PROBLEMS TO WORK ON ▸
• A. According to the passage on the magnetic switching element, what material is the magnetization free section made of?
• B. Rename "dried flower head" to "seed head" throughout the records, and write out all the records again with nothing else changed.

SOURCE PASSAGE ▸

That is, two ferromagnetic layers within the magnetization fixed
section are antiferromagnetically coupled by controlling materials,
thickness and of the non-magnetic layer within the magnetization
fixed section.
[0410] Here, like the second application, an antiferromagnetically
coupled film made of CoFe/Ru/CoFe is used as the magnetization
fixed section. Further, PtMn is arranged between the
antiferromagnetically coupled film and the first electrode, and the
magnetization direction is fixed firmly due to exchange bias. In
addition, assume that the magnetization free section is made of
NiFe, and has a size to become heat fluctuation state at room
temperature.
[0411] As shown in a waveform diagram of FIG. 43, when the input
signals V1, V2 are "00" in such a switching element, the
magnetization free sections of two switch units are in the heat
fluctuation state, so that the state is established in which no
magnetic field is generated from the magnetic field generation
section 11.
[0412] For this reason, the two switch units are in the OFF state,
so that the input signal Iout becomes "0".
[0413] In addition, when the input signals V1, V2 are "01", "10"
and "11", the magnetization direction of the magnetization free
section within at least one of two switch units is determined. As a
consequence, the at least one switch unit is in the ON state, so
that the output signal Iout becomes "1".
[0414] Thus, according to the example of the invention, it is
possible to constitute the OR gate circuit by using two switch
units.
[0415] (4) The Others
[0416] In the case of realizing an information processing device by
using the magnetic switching element according to the example of
the invention, two methods are available as the method in which
plural switch units are related to each other.
[0417] One is a method in which an output signal of the front-stage
switch unit is used as a control signal of the rear-stage switch
unit.

RECORDS SUPPLIED ▸
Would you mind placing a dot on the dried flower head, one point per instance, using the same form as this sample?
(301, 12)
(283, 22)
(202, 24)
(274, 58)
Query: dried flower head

SOLUTIONS ▸
• A. NiFe

• B.
Would you mind placing a dot on the seed head, one point per instance, using the same form as this sample?
(301, 12)
(283, 22)
(202, 24)
(274, 58)
Query: seed head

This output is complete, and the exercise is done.